## [TASK REQUIREMENTS]
1/ From the 340B hospitals report, retype the passage from "The research found" up to and including "their treatment plans.".
2/ According to the 340B hospitals report, what share of all uncompensated and unreimbursed care did 340B DSH hospitals provide in fiscal year 2015?

## [SELECTED TEXT]
October 20, 2022— A pair of new research reports adds to the growing body of evidence of the critical role 340B hospitals play in caring for patients living with low incomes. The research also demonstrates the crucial part these hospitals played in the initial stages of the COVID-19 pandemic.
To qualify for 340B drug discounts, most hospitals must document that they serve a “disproportionate share” of patients with low incomes who are enrolled in Medicaid or Medicare. These “DSH” hospitals must prove they meet that requirement each year to renew their 340B status. Earlier research looking at fiscal year 2015 data showed 340B DSH hospitals provided about 60% of all uncompensated and unreimbursed care. This care is an important measure of hospital care for low-income patients because it includes:
- Financial assistance to patients whom the hospital determined could not pay for their care
- Underpayments by state Medicaid programs
- Services for which hospitals anticipated but did not receive payment due to a patient’s inability to pay, known as “bad debt”
The research found DSH hospitals also are much more likely to provide services that private and public insurance do not cover, including transportation and translation services as well as medical management programs that help patients understand and keep to their treatment plans.
Those same researchers went back and looked at fiscal year 2020 data from the Centers for Medicare & Medicaid Services (CMS) to see if those numbers had changed. This fiscal year included the initial months of the COVID-19 pandemic in the U.S. During the early months of the pandemic, many hospitals postponed or canceled elective surgeries and the numbers of patients they served dropped dramatically. At the same time, the patients they were serving tended to be older, sicker, and more costly to treat.

## [Point-per-instance localization data]
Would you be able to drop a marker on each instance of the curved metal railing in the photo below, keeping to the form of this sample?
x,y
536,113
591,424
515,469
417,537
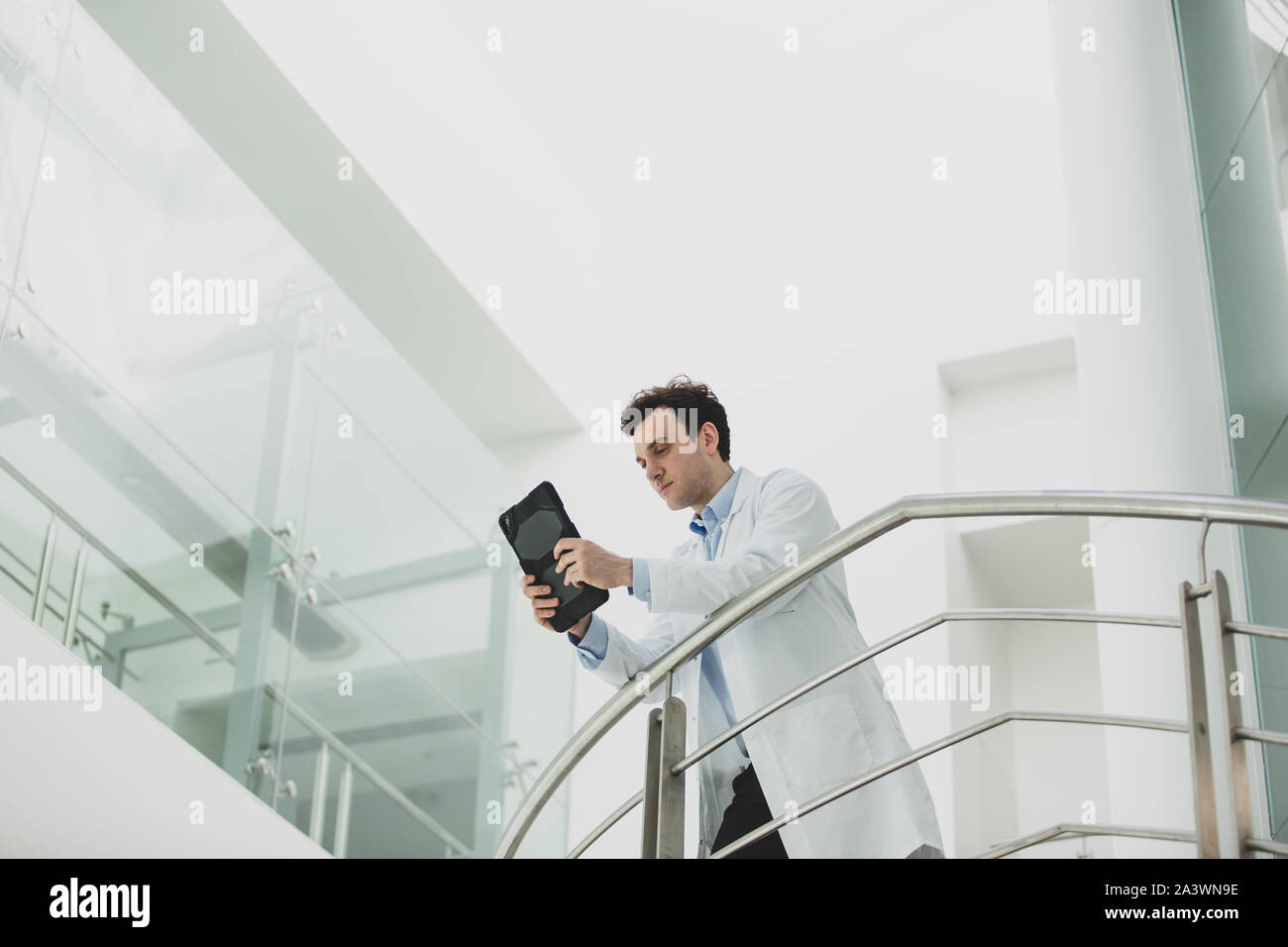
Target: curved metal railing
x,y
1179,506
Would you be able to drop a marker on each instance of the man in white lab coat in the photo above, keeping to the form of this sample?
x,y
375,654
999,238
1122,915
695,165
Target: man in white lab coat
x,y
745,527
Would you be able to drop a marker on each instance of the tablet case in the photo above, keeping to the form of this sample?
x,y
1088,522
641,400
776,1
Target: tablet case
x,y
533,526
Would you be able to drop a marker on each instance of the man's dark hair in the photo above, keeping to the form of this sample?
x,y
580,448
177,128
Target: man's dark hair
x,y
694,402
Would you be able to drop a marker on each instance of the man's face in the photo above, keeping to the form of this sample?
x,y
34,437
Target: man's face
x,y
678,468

...

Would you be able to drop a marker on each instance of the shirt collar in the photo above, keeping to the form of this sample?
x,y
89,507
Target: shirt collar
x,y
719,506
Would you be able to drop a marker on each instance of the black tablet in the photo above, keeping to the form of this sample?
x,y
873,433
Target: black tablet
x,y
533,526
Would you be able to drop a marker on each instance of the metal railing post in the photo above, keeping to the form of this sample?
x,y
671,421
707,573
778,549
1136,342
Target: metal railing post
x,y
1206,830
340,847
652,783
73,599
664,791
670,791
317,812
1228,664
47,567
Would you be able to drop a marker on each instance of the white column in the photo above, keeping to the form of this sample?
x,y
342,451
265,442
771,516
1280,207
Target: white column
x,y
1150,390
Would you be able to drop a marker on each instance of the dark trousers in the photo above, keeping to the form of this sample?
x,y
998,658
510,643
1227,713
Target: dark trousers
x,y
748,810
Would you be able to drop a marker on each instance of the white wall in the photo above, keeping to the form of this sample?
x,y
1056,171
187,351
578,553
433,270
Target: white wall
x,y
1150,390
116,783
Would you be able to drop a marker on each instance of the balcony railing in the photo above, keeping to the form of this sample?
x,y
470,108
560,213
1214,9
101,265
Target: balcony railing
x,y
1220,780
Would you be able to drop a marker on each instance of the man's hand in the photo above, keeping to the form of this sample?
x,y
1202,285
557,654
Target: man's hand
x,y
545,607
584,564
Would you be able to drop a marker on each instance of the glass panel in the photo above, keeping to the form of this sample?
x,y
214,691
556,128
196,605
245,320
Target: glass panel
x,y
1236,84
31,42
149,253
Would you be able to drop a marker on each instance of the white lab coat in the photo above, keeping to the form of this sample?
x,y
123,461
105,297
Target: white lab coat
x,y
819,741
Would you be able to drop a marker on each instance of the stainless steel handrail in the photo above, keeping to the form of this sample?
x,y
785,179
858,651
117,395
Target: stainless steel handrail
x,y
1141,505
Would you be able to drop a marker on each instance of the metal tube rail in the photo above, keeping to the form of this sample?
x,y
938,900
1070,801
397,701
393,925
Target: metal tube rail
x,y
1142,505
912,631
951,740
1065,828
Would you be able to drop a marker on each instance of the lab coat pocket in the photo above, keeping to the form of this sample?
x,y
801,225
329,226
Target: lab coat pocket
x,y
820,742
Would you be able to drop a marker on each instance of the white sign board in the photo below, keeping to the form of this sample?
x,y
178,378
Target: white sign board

## [SET OF ANSWERS]
1/
The research found DSH hospitals also are much more likely to provide services that private and public insurance do not cover, including transportation and translation services as well as medical management programs that help patients understand and keep to their treatment plans.

2/ About 60%.